* DESCRIPTION OF THE TASK: Would you set down each line of the data below exactly?

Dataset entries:
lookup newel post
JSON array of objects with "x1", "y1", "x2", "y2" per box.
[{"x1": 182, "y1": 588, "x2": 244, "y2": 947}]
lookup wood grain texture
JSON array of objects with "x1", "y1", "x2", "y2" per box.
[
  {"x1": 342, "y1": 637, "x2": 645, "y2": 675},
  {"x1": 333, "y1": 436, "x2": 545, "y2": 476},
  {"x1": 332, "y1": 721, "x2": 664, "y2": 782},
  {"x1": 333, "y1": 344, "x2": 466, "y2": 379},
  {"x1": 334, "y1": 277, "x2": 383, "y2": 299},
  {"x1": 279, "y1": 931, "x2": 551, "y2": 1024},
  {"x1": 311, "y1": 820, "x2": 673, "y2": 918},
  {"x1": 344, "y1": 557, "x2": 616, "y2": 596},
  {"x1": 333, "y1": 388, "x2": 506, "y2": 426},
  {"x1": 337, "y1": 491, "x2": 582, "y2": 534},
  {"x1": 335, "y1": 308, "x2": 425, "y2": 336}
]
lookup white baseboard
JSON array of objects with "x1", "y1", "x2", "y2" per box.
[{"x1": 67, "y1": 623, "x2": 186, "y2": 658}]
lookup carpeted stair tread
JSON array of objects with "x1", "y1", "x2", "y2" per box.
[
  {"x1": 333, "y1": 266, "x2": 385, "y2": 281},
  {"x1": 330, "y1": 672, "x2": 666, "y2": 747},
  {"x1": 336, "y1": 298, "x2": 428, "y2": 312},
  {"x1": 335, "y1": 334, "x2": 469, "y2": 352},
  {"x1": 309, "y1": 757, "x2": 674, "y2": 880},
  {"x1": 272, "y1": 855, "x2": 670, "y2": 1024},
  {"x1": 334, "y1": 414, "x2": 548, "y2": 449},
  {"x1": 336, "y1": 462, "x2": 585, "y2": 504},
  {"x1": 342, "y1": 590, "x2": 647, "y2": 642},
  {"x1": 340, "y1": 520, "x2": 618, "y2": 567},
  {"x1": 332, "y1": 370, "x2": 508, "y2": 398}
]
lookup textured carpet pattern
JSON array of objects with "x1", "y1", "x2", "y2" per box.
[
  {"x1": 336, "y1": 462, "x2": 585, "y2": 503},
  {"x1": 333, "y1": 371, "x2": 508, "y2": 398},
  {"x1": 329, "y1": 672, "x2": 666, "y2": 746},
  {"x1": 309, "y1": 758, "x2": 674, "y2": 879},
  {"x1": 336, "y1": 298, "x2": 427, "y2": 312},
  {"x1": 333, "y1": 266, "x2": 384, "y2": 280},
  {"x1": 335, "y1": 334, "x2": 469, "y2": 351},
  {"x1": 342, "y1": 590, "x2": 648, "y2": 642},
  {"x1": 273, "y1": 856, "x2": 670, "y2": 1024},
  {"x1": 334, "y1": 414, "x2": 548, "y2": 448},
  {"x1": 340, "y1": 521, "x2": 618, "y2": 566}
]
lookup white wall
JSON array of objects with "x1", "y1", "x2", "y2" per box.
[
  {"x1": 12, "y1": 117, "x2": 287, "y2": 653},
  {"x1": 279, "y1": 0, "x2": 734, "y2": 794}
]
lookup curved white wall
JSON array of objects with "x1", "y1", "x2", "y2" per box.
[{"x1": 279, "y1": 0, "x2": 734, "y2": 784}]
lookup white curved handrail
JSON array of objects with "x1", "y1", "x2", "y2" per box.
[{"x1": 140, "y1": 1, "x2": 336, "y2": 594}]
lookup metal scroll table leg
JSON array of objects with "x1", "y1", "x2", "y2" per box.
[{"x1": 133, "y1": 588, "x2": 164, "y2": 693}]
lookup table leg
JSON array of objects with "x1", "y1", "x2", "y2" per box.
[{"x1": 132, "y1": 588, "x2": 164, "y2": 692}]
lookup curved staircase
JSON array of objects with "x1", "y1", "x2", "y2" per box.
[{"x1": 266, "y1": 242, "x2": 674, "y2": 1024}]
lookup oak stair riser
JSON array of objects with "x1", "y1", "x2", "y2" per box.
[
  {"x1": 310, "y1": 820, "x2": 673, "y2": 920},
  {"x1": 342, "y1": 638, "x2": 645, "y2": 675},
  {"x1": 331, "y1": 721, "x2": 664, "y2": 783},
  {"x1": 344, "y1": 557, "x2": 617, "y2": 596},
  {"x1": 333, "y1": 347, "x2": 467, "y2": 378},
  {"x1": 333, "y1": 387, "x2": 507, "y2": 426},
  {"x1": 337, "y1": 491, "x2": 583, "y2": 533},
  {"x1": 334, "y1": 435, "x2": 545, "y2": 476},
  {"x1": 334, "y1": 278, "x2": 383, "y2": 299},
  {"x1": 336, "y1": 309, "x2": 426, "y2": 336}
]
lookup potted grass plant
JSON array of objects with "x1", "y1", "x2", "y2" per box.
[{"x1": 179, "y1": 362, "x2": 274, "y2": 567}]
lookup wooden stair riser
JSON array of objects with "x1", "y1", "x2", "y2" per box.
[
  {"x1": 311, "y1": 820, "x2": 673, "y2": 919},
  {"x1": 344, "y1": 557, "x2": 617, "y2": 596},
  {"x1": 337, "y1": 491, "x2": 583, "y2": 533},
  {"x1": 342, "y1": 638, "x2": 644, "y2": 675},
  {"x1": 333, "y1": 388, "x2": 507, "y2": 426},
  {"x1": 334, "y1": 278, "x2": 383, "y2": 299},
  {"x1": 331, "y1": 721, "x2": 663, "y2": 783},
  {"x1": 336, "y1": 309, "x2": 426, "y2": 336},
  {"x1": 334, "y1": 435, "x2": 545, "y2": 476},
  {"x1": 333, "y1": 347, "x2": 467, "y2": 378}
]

* EXERCISE RESPONSE:
lookup newel post
JSON array of objects with "x1", "y1", "x2", "y2" per box.
[{"x1": 182, "y1": 588, "x2": 244, "y2": 947}]
lookup wood grain texture
JSON array of objects with "x1", "y1", "x2", "y2" per box.
[
  {"x1": 342, "y1": 637, "x2": 645, "y2": 675},
  {"x1": 333, "y1": 436, "x2": 545, "y2": 476},
  {"x1": 332, "y1": 721, "x2": 664, "y2": 782},
  {"x1": 333, "y1": 344, "x2": 466, "y2": 379},
  {"x1": 334, "y1": 277, "x2": 383, "y2": 299},
  {"x1": 279, "y1": 931, "x2": 551, "y2": 1024},
  {"x1": 311, "y1": 820, "x2": 673, "y2": 918},
  {"x1": 344, "y1": 557, "x2": 616, "y2": 596},
  {"x1": 333, "y1": 388, "x2": 506, "y2": 426},
  {"x1": 337, "y1": 491, "x2": 582, "y2": 534},
  {"x1": 335, "y1": 308, "x2": 425, "y2": 336}
]
lookup white baseboard
JSON array of objects with "x1", "y1", "x2", "y2" per box.
[{"x1": 67, "y1": 623, "x2": 186, "y2": 658}]
lookup carpeted stair tread
JSON array of objects with "x1", "y1", "x2", "y2" per box.
[
  {"x1": 333, "y1": 266, "x2": 385, "y2": 281},
  {"x1": 330, "y1": 672, "x2": 666, "y2": 747},
  {"x1": 336, "y1": 298, "x2": 428, "y2": 312},
  {"x1": 335, "y1": 334, "x2": 469, "y2": 352},
  {"x1": 309, "y1": 757, "x2": 674, "y2": 880},
  {"x1": 272, "y1": 855, "x2": 670, "y2": 1024},
  {"x1": 334, "y1": 414, "x2": 548, "y2": 449},
  {"x1": 336, "y1": 462, "x2": 585, "y2": 504},
  {"x1": 342, "y1": 590, "x2": 647, "y2": 642},
  {"x1": 340, "y1": 520, "x2": 618, "y2": 567},
  {"x1": 332, "y1": 370, "x2": 508, "y2": 398}
]
lookup textured carpet pattern
JSON array of objects with "x1", "y1", "x2", "y2" per box.
[
  {"x1": 336, "y1": 462, "x2": 585, "y2": 503},
  {"x1": 333, "y1": 371, "x2": 508, "y2": 398},
  {"x1": 329, "y1": 672, "x2": 666, "y2": 746},
  {"x1": 309, "y1": 758, "x2": 674, "y2": 879},
  {"x1": 336, "y1": 298, "x2": 427, "y2": 312},
  {"x1": 333, "y1": 266, "x2": 384, "y2": 280},
  {"x1": 335, "y1": 334, "x2": 469, "y2": 351},
  {"x1": 342, "y1": 590, "x2": 648, "y2": 642},
  {"x1": 273, "y1": 856, "x2": 670, "y2": 1024},
  {"x1": 334, "y1": 414, "x2": 548, "y2": 448},
  {"x1": 340, "y1": 521, "x2": 618, "y2": 566}
]
lookup white wall
JSON array of objects with "x1", "y1", "x2", "y2" per box.
[
  {"x1": 12, "y1": 117, "x2": 287, "y2": 653},
  {"x1": 279, "y1": 0, "x2": 734, "y2": 794}
]
lookup curved white wall
JSON array of objects with "x1", "y1", "x2", "y2" per box.
[{"x1": 279, "y1": 0, "x2": 734, "y2": 784}]
lookup white curved handrail
JSON array of objects with "x1", "y1", "x2", "y2" per box.
[{"x1": 140, "y1": 1, "x2": 336, "y2": 594}]
lookup metal scroll table leg
JSON array of objects with "x1", "y1", "x2", "y2" per box.
[{"x1": 133, "y1": 588, "x2": 164, "y2": 693}]
lookup table leg
JSON array of objects with "x1", "y1", "x2", "y2" per box.
[{"x1": 132, "y1": 588, "x2": 164, "y2": 692}]
lookup curved staircase
JSON array of objects with "x1", "y1", "x2", "y2" per box.
[{"x1": 266, "y1": 242, "x2": 674, "y2": 1024}]
lookup oak stair riser
JSON array of objects with "x1", "y1", "x2", "y2" per box.
[
  {"x1": 310, "y1": 820, "x2": 673, "y2": 920},
  {"x1": 342, "y1": 638, "x2": 645, "y2": 675},
  {"x1": 331, "y1": 721, "x2": 664, "y2": 783},
  {"x1": 344, "y1": 557, "x2": 617, "y2": 596},
  {"x1": 333, "y1": 347, "x2": 467, "y2": 378},
  {"x1": 333, "y1": 387, "x2": 507, "y2": 426},
  {"x1": 337, "y1": 491, "x2": 583, "y2": 533},
  {"x1": 334, "y1": 435, "x2": 545, "y2": 476},
  {"x1": 334, "y1": 278, "x2": 383, "y2": 299},
  {"x1": 336, "y1": 309, "x2": 426, "y2": 336}
]
lookup potted grass plant
JSON array of objects with "x1", "y1", "x2", "y2" per box.
[{"x1": 179, "y1": 362, "x2": 274, "y2": 567}]
lookup wooden stair riser
JSON array of objects with "x1", "y1", "x2", "y2" per box.
[
  {"x1": 311, "y1": 820, "x2": 673, "y2": 919},
  {"x1": 344, "y1": 557, "x2": 617, "y2": 596},
  {"x1": 337, "y1": 491, "x2": 583, "y2": 533},
  {"x1": 342, "y1": 638, "x2": 644, "y2": 675},
  {"x1": 333, "y1": 388, "x2": 507, "y2": 426},
  {"x1": 334, "y1": 278, "x2": 383, "y2": 299},
  {"x1": 331, "y1": 721, "x2": 663, "y2": 783},
  {"x1": 336, "y1": 309, "x2": 426, "y2": 336},
  {"x1": 334, "y1": 435, "x2": 545, "y2": 476},
  {"x1": 333, "y1": 347, "x2": 467, "y2": 378}
]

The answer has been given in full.